Natural-language object grounding data
....................
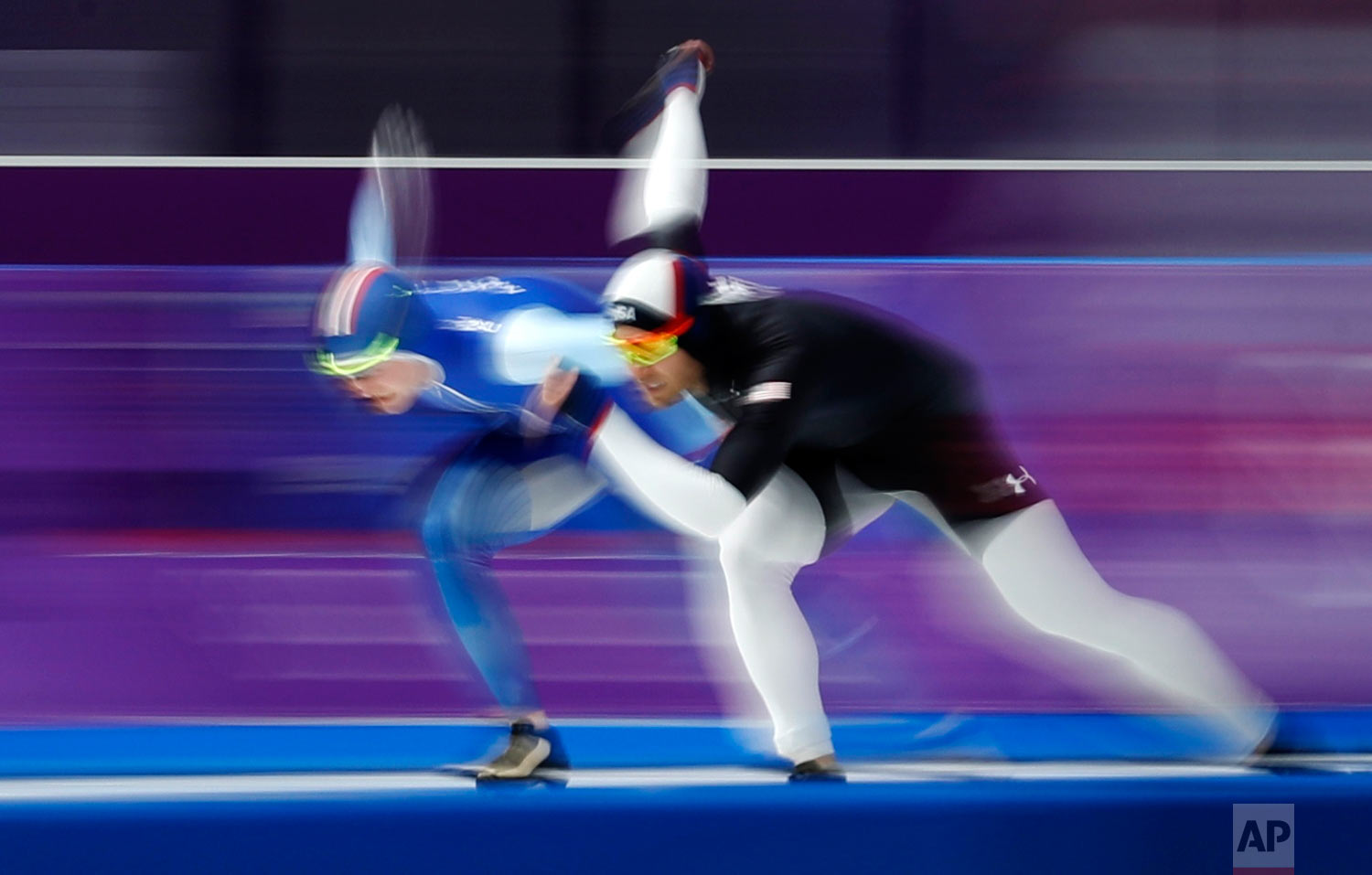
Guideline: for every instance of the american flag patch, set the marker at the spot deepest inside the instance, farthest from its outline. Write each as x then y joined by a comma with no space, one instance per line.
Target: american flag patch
766,391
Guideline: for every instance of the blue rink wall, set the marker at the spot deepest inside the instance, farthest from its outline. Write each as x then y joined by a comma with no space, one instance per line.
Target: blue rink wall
331,798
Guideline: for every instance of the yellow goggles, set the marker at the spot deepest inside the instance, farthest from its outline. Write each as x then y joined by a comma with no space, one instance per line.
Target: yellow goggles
647,350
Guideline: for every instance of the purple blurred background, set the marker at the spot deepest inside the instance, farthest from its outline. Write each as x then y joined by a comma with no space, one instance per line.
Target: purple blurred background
194,527
198,528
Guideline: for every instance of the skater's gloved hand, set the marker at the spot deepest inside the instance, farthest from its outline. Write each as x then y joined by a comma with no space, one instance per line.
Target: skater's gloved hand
567,395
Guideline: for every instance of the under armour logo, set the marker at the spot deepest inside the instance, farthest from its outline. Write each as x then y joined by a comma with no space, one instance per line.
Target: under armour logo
1004,487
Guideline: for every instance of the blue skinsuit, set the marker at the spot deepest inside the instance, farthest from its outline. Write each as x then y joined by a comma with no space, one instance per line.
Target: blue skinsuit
494,339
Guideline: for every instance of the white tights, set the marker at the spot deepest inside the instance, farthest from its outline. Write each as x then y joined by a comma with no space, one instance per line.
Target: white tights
1034,562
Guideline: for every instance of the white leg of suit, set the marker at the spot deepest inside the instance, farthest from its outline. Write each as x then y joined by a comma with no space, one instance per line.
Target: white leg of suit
782,531
670,187
1040,571
779,532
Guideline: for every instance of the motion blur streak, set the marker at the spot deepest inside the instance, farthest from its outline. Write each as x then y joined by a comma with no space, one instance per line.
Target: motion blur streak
195,526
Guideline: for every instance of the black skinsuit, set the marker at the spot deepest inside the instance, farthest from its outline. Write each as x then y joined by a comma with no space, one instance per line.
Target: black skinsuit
817,383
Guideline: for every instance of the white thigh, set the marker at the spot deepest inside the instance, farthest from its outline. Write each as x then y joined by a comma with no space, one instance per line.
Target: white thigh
784,523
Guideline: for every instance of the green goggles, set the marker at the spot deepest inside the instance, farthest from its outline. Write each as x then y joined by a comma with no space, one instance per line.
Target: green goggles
331,365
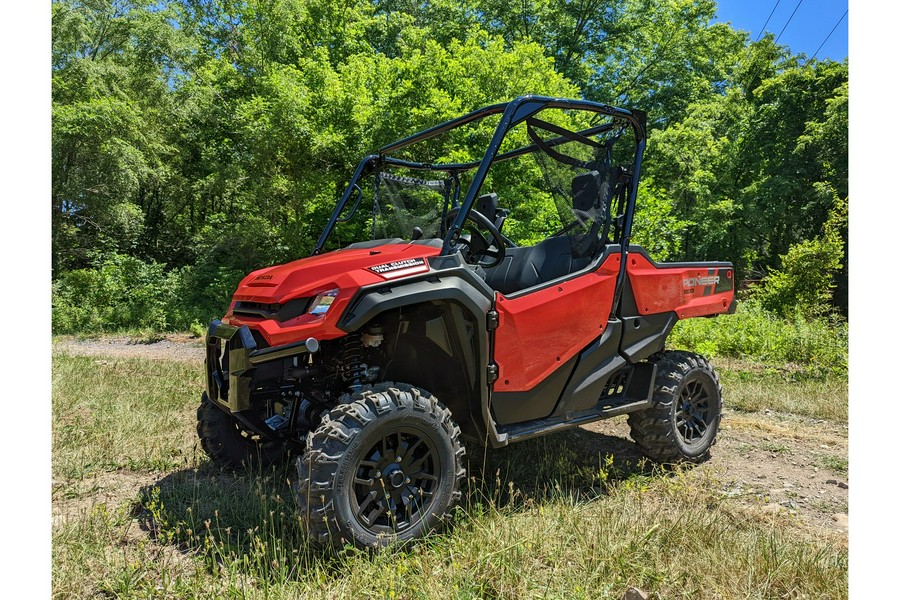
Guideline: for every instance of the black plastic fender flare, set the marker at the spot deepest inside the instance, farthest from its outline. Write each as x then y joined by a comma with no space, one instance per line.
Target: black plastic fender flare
448,279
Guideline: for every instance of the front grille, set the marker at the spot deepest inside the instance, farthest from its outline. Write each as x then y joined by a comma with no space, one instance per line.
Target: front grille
280,312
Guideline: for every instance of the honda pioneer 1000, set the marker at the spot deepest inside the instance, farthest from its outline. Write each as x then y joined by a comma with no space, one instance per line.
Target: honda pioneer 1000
476,281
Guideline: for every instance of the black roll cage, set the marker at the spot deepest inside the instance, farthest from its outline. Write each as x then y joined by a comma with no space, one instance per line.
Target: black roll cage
513,113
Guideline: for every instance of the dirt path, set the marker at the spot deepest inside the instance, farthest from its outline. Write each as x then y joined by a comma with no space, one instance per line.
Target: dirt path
175,346
775,462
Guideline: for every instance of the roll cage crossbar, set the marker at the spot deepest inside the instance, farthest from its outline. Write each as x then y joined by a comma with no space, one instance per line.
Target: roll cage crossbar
513,113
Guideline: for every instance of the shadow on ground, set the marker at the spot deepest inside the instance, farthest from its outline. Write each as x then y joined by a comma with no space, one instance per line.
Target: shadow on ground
231,516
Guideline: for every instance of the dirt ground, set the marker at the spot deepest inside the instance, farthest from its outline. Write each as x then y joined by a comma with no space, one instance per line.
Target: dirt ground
774,462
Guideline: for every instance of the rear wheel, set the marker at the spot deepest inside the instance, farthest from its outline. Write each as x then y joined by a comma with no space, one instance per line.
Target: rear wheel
385,465
229,444
687,408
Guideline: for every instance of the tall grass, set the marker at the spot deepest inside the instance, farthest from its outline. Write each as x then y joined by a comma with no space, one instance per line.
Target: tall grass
552,517
802,346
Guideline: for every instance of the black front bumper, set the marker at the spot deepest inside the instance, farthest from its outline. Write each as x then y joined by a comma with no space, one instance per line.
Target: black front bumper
231,357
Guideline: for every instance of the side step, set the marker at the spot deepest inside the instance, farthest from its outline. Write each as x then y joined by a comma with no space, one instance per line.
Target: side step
634,385
529,429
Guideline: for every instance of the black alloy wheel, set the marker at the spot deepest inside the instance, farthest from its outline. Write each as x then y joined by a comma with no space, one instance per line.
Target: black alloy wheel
693,410
395,482
682,422
384,466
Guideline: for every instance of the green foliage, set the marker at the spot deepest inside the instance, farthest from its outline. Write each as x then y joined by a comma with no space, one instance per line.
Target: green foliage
122,292
204,140
806,280
802,345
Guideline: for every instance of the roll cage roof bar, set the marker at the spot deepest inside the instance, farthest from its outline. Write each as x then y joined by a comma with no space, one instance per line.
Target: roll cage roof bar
513,113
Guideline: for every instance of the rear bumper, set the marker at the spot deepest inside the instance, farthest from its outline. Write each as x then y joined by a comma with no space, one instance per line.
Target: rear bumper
231,357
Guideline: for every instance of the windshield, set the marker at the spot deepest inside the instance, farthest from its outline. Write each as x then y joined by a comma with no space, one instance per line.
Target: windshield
....................
The answer is each line from the entries above in which the word "windshield" occurs.

**Exercise output**
Guideline: for every instance of the windshield, set the marker at the spot deepest inside the instance, farthest from its outline. Write each as x then y joined by a comma with no space, one instance per line.
Target: windshield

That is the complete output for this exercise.